Write out, character for character, the line containing "In this photo, each instance of the red drum" and all lines after it up to the end of the listing.

++++ Exercise data

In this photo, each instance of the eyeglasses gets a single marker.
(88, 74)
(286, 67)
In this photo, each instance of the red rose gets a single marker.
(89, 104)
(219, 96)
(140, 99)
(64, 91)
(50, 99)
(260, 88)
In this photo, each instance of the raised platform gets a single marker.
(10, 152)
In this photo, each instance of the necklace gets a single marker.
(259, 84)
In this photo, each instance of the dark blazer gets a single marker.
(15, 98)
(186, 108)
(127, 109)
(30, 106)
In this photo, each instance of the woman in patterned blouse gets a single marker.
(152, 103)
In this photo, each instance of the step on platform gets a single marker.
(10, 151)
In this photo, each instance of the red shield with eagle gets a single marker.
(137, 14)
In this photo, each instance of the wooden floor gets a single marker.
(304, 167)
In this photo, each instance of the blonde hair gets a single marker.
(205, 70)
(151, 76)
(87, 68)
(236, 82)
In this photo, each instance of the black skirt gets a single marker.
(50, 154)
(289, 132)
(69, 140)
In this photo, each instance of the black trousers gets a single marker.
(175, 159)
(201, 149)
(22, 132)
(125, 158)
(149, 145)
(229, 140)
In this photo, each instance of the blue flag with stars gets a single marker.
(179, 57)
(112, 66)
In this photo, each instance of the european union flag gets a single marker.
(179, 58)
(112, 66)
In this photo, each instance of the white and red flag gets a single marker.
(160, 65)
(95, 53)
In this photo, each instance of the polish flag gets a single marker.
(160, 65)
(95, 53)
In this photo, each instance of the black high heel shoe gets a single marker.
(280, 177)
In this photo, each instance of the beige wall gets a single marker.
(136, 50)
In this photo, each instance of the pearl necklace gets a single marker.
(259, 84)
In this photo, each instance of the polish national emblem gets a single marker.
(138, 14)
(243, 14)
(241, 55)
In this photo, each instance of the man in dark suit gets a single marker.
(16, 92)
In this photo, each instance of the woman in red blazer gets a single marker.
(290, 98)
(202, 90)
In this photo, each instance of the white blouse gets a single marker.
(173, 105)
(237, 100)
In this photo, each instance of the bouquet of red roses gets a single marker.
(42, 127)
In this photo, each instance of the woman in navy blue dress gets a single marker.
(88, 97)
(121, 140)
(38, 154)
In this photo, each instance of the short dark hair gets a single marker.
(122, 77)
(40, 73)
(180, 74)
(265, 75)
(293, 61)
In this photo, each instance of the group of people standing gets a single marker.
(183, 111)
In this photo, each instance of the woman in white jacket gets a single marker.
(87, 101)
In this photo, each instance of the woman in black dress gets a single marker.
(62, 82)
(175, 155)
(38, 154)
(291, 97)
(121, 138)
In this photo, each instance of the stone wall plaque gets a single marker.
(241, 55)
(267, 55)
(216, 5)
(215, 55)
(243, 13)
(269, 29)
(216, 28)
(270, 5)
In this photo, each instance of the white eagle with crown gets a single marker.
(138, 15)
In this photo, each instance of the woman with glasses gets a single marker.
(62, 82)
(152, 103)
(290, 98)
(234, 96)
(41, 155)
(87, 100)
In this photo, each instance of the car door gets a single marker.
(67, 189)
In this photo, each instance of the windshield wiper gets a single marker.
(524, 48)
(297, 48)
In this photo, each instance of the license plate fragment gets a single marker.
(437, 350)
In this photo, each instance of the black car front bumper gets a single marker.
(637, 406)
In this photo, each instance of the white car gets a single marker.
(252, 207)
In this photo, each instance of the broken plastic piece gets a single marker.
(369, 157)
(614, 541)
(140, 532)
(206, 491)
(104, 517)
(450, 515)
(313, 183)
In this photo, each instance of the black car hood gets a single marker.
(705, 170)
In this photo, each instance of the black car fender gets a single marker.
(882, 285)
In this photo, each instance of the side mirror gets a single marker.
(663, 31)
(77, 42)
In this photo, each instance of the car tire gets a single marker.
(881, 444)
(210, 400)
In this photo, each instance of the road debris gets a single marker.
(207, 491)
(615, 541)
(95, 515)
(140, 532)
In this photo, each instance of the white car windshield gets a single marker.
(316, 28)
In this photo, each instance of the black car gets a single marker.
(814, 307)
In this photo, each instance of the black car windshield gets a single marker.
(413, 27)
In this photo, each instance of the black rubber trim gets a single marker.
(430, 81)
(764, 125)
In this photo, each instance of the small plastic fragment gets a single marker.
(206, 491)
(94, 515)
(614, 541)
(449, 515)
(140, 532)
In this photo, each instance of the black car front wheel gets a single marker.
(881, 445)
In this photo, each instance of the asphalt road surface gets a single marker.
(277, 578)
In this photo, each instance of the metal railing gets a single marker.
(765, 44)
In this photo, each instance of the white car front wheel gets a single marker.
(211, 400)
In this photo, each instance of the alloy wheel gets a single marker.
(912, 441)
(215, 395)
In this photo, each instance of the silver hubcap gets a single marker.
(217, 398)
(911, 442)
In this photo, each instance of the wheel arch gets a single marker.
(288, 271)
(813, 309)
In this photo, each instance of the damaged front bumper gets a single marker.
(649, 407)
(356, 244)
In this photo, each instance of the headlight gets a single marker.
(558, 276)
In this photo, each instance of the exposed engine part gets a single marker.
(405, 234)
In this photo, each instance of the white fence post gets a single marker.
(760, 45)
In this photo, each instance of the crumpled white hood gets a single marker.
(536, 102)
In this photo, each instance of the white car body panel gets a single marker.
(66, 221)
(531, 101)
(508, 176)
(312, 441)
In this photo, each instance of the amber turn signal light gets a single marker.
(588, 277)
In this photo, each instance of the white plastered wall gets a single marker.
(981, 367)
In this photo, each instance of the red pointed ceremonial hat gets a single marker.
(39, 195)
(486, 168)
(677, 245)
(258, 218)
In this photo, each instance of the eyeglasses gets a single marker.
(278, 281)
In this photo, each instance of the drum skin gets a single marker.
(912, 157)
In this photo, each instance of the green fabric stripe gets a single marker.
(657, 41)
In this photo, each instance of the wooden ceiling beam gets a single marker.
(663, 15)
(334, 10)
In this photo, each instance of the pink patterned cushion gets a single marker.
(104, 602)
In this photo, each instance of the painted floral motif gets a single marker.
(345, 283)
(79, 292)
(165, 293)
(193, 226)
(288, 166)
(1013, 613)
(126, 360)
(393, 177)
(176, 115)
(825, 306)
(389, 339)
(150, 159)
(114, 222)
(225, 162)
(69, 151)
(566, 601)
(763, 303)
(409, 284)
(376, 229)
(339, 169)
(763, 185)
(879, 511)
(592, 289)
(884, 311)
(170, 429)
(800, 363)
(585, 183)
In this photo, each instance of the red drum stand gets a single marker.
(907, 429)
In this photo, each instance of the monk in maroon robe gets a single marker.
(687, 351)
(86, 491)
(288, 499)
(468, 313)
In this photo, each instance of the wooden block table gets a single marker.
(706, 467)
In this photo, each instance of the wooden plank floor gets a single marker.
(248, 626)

++++++++

> _The response_:
In this photo, each instance of the red drum stand gets a single marker.
(907, 429)
In this photo, each instance of the monk in maroon robe gets a single marker.
(687, 351)
(86, 491)
(288, 499)
(468, 313)
In this photo, each instance of the wooden block table gets a single marker.
(706, 467)
In this photo, each instance of the wooden plank floor gets a single marker.
(248, 626)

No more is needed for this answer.